┏━━
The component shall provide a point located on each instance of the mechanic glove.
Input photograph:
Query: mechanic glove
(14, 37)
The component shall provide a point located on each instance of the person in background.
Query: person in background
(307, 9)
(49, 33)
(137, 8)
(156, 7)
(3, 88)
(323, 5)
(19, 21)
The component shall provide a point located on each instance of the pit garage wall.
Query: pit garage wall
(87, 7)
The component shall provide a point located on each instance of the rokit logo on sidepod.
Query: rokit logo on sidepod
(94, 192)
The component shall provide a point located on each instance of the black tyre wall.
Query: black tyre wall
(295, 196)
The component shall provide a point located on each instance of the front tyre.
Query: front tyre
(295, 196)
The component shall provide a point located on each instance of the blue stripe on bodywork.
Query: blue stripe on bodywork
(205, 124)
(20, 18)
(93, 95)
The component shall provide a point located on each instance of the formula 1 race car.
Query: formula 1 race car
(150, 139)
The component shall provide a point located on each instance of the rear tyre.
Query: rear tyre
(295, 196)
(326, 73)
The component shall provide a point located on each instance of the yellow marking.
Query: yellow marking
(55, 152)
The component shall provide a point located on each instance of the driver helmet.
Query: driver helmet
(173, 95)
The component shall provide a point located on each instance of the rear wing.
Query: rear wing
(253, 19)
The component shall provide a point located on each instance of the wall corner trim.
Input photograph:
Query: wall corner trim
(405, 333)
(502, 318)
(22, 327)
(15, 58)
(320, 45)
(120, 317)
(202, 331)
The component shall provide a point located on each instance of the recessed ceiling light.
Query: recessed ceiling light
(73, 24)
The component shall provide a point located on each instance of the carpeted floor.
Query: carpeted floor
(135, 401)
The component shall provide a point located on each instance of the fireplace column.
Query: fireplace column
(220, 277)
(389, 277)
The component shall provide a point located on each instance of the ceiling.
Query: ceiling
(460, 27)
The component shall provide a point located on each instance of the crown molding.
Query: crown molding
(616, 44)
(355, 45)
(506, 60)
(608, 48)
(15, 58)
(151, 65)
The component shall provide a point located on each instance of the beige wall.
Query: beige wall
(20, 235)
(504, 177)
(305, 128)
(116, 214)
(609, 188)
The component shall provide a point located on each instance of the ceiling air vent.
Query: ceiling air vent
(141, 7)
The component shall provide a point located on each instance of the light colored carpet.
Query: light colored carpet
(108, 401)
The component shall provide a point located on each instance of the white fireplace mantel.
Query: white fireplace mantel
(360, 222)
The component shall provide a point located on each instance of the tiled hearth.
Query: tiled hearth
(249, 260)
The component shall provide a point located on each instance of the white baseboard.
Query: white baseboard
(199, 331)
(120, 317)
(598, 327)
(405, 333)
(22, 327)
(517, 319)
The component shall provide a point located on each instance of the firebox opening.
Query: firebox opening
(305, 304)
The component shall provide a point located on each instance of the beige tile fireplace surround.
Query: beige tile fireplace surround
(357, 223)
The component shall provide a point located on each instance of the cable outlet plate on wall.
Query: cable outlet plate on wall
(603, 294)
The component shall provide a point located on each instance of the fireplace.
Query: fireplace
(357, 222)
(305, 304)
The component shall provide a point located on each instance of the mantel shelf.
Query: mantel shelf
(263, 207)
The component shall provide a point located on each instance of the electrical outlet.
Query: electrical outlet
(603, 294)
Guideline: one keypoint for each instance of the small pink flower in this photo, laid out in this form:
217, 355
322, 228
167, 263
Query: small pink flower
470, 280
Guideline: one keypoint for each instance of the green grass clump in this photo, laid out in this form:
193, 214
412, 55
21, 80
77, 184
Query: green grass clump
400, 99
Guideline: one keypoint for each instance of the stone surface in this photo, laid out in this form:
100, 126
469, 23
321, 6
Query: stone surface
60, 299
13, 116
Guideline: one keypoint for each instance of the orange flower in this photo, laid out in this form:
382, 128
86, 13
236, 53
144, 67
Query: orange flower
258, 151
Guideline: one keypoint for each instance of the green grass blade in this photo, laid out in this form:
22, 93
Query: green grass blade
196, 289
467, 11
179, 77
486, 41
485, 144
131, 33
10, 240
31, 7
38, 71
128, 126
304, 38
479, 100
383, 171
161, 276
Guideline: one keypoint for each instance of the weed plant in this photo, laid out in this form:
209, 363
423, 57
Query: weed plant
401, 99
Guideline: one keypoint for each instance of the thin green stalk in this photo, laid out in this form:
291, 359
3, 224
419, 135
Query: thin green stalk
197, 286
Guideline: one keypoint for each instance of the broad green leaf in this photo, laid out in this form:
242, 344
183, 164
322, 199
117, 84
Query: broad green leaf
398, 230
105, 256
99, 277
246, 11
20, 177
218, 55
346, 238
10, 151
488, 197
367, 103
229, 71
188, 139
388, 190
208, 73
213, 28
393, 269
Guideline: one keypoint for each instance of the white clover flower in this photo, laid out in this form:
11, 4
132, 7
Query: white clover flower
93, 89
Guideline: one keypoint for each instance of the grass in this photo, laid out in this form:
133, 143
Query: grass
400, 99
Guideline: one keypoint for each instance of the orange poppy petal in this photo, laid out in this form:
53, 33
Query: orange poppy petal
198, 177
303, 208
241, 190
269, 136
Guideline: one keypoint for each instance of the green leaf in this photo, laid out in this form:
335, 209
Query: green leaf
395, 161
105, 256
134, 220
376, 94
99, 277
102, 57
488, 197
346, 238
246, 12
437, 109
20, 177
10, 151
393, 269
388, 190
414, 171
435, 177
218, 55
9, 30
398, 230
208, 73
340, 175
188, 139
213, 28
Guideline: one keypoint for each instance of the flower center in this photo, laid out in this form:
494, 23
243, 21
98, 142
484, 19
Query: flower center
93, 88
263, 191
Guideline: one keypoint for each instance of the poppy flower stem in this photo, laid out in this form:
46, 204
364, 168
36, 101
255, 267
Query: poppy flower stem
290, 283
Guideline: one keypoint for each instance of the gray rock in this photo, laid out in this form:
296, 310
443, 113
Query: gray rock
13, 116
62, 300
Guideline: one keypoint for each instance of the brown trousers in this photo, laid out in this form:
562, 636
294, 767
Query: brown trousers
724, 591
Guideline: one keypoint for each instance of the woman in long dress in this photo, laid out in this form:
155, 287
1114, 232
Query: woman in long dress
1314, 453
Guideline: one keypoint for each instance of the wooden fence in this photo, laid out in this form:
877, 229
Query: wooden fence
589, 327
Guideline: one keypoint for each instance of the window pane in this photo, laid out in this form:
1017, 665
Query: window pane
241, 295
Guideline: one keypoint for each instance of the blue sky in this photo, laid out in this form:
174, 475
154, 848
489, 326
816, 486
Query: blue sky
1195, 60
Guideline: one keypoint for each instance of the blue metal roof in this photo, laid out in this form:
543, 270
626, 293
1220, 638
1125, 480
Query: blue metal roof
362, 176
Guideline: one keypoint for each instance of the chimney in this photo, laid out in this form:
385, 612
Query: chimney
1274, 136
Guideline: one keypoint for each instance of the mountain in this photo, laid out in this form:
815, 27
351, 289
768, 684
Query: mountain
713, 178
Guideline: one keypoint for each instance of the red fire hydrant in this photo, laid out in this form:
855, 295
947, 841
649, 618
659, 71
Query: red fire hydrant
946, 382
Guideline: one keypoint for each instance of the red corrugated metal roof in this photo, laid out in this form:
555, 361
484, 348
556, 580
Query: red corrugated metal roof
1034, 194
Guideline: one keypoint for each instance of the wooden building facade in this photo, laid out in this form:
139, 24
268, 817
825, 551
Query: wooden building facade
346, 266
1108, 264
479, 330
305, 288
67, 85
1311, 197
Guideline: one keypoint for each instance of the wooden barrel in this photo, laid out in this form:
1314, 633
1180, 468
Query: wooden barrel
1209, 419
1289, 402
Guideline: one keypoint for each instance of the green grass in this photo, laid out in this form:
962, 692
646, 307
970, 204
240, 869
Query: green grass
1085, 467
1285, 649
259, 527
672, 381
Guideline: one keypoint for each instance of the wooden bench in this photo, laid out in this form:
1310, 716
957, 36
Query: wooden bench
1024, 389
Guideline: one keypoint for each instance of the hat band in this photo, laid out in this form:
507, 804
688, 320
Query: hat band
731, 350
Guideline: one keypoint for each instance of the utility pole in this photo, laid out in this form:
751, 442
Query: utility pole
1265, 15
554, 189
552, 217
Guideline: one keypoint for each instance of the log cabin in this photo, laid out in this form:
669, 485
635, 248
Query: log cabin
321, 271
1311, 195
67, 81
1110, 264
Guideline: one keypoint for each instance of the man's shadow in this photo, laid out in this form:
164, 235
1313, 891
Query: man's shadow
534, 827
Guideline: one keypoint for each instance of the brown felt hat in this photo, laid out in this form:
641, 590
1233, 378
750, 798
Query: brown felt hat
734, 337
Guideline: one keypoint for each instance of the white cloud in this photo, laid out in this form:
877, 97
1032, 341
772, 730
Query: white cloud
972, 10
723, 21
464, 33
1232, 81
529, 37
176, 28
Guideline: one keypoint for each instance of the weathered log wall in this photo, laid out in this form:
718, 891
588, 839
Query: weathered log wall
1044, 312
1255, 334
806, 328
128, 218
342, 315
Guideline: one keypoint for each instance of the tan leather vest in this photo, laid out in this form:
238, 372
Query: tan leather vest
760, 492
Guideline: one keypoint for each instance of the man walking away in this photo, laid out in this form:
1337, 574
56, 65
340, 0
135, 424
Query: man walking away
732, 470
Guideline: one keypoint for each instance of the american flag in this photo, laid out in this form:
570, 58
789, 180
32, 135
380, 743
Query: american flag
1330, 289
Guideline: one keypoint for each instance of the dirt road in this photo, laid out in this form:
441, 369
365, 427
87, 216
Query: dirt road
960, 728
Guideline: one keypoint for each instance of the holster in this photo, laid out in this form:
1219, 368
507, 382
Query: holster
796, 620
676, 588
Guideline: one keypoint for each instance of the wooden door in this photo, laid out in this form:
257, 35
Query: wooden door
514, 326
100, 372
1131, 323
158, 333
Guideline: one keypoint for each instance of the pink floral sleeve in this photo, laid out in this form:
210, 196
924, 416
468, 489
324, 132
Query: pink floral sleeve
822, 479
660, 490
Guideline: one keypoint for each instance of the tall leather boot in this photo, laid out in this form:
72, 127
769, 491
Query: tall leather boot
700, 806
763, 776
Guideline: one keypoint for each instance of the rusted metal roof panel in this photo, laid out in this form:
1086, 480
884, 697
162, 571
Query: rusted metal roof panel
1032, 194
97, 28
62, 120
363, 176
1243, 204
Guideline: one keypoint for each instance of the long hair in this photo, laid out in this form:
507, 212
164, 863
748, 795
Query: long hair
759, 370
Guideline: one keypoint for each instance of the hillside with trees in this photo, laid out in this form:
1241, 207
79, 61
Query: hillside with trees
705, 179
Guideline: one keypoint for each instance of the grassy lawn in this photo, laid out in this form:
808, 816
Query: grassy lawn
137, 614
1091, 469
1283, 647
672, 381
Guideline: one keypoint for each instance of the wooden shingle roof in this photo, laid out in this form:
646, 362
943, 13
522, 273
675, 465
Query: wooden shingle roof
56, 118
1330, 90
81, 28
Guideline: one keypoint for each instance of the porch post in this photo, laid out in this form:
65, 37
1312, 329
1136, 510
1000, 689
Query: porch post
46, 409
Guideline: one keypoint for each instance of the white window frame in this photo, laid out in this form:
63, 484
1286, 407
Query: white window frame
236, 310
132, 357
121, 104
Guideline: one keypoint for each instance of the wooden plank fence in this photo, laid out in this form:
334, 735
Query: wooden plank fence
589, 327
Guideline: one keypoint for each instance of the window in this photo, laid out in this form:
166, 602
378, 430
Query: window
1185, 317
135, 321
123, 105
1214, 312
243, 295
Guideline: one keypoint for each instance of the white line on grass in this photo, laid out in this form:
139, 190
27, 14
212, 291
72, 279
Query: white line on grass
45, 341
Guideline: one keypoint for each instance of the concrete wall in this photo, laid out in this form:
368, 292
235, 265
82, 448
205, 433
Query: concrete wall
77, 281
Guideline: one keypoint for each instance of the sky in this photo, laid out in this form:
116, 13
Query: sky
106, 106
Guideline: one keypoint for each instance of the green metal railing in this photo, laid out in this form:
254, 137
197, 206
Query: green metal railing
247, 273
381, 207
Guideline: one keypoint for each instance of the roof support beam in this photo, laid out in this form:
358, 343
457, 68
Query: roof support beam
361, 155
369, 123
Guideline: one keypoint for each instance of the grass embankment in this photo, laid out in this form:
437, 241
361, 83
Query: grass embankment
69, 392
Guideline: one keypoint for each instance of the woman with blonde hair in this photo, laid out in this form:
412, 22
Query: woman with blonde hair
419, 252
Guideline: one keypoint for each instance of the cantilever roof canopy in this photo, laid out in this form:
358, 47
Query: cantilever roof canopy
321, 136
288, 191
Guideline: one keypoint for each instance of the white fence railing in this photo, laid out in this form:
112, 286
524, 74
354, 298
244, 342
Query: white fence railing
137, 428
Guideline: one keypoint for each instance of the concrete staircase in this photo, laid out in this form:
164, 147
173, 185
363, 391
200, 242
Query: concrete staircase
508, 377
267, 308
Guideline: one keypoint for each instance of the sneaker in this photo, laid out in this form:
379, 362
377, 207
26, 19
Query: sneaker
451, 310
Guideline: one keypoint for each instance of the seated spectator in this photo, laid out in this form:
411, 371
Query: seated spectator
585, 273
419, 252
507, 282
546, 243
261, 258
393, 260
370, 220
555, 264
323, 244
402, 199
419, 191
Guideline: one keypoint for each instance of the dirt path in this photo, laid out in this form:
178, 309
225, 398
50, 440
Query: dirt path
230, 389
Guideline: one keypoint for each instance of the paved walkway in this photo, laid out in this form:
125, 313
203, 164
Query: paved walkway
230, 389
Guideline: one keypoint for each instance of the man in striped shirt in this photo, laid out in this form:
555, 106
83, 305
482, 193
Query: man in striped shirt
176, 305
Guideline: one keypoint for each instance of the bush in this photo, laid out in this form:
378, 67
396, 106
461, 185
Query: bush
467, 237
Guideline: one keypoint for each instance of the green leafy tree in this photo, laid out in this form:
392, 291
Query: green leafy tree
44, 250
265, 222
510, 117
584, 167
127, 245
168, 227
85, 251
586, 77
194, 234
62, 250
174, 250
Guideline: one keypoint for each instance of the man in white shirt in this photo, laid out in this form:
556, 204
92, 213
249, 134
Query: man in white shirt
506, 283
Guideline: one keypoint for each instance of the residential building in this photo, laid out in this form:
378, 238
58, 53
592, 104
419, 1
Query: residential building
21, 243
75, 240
┗━━
- **What this task involves**
Using the records above, copy word for word the line with "black tyre wall.", the line with "the yellow marking.", and every line between them.

- **Answer to the exercise**
The component shall provide a point located on each instance of the black tyre wall.
Query: black tyre wall
(295, 196)
The component shall provide a point located on each instance of the front tyre.
Query: front tyre
(295, 196)
The component shall provide a point located on each instance of the blue stripe on bodywork.
Query: blue stripe on bodywork
(205, 124)
(20, 18)
(93, 95)
The component shall provide a point located on each instance of the formula 1 race car.
Query: formula 1 race car
(150, 139)
The component shall provide a point located on each instance of the rear tyre.
Query: rear tyre
(295, 196)
(326, 73)
The component shall provide a point located on each instance of the yellow marking.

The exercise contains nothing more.